■ **Exercice écrit A**: Traduisez en anglais la phrase suivante, extraite du texte sur les zones urbaines sensibles : « En 2005, il y avait un débat un peu théorique pour savoir si on se trouvait face à une émeute ou une révolte sociale. »
■ **Exercice écrit B**: Présentez l'ensemble des enregistrements sous forme de liste JSON de chaînes, à raison d'une chaîne par ligne et sans les lignes vides.

4,5 millions de personnes vivent dans ces quartiers appelés « zones urbaines
sensibles; » 33,1 pour cent d'entre eux vivent en dessous du seuil de
pauvreté qui est fixé à 908 euros par mois et le taux de chômage s'élève à
17 pour cent, et 41 pour cent pour les jeunes hommes entre 15 et 24 ans.
Dilain a expliqué: « La colère ne touche plus uniquement les jeunes, ceux
qui étaient en première ligne pendant les émeutes de 2005, mais elle s'étend
désormais aux adultes, en particulier aux trentenaires qui ont fait des
études, se sont mariés, ont des enfants, mais sont retombés au chômage avec
la crise. En 2005, il y avait un débat un peu théorique pour savoir si on se
trouvait face à une émeute ou une révolte sociale. Aujourd'hui, dans
certains cas, je sens qu'on est passés au stade de la révolte sociale et
c'est dangereux. »
La montée des tensions sociales s'ajoute àla dynamique politique
néfaste sous-tendant l'élection du président Nicolas Sarkozy en 2007, sur le
ticket du tout sécuritaire faisant appel au sentiment anti-immigrés et
anti-musulman. Sarkozy avait récupéré une large section des voix
néofascistes et fut le premier président à accueillir à l'Elysée le leader
du Front national (FN) néofasciste, Jean-Marie Le Pen.

■ **Données de l'exercice**:

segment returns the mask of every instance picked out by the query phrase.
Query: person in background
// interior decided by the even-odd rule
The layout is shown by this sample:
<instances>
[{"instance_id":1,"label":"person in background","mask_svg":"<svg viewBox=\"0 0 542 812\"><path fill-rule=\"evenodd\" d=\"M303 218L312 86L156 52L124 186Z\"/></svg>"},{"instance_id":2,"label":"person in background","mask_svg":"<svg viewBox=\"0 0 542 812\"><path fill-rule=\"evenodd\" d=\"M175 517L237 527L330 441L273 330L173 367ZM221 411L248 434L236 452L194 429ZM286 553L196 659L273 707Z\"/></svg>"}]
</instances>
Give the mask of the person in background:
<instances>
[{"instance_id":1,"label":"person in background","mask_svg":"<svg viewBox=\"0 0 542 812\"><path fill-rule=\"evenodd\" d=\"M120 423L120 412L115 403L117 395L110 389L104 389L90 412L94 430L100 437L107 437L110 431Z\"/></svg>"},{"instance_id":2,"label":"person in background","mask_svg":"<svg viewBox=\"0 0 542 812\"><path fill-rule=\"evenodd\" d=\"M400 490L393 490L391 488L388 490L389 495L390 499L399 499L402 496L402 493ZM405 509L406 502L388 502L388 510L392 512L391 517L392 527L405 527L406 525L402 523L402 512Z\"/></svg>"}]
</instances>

■ **Réponse A**: In 2005, there was a somewhat theoretical debate about whether we were facing a riot or a social revolt.

■ **Réponse B**:
[
  "segment returns the mask of every instance picked out by the query phrase.",
  "Query: person in background",
  "// interior decided by the even-odd rule",
  "The layout is shown by this sample:",
  "<instances>",
  "[{\"instance_id\":1,\"label\":\"person in background\",\"mask_svg\":\"<svg viewBox=\\\"0 0 542 812\\\"><path fill-rule=\\\"evenodd\\\" d=\\\"M303 218L312 86L156 52L124 186Z\\\"/></svg>\"},{\"instance_id\":2,\"label\":\"person in background\",\"mask_svg\":\"<svg viewBox=\\\"0 0 542 812\\\"><path fill-rule=\\\"evenodd\\\" d=\\\"M175 517L237 527L330 441L273 330L173 367ZM221 411L248 434L236 452L194 429ZM286 553L196 659L273 707Z\\\"/></svg>\"}]",
  "</instances>",
  "Give the mask of the person in background:",
  "<instances>",
  "[{\"instance_id\":1,\"label\":\"person in background\",\"mask_svg\":\"<svg viewBox=\\\"0 0 542 812\\\"><path fill-rule=\\\"evenodd\\\" d=\\\"M120 423L120 412L115 403L117 395L110 389L104 389L90 412L94 430L100 437L107 437L110 431Z\\\"/></svg>\"},{\"instance_id\":2,\"label\":\"person in background\",\"mask_svg\":\"<svg viewBox=\\\"0 0 542 812\\\"><path fill-rule=\\\"evenodd\\\" d=\\\"M400 490L393 490L391 488L388 490L389 495L390 499L399 499L402 496L402 493ZM405 509L406 502L388 502L388 510L392 512L391 517L392 527L405 527L406 525L402 523L402 512Z\\\"/></svg>\"}]",
  "</instances>"
]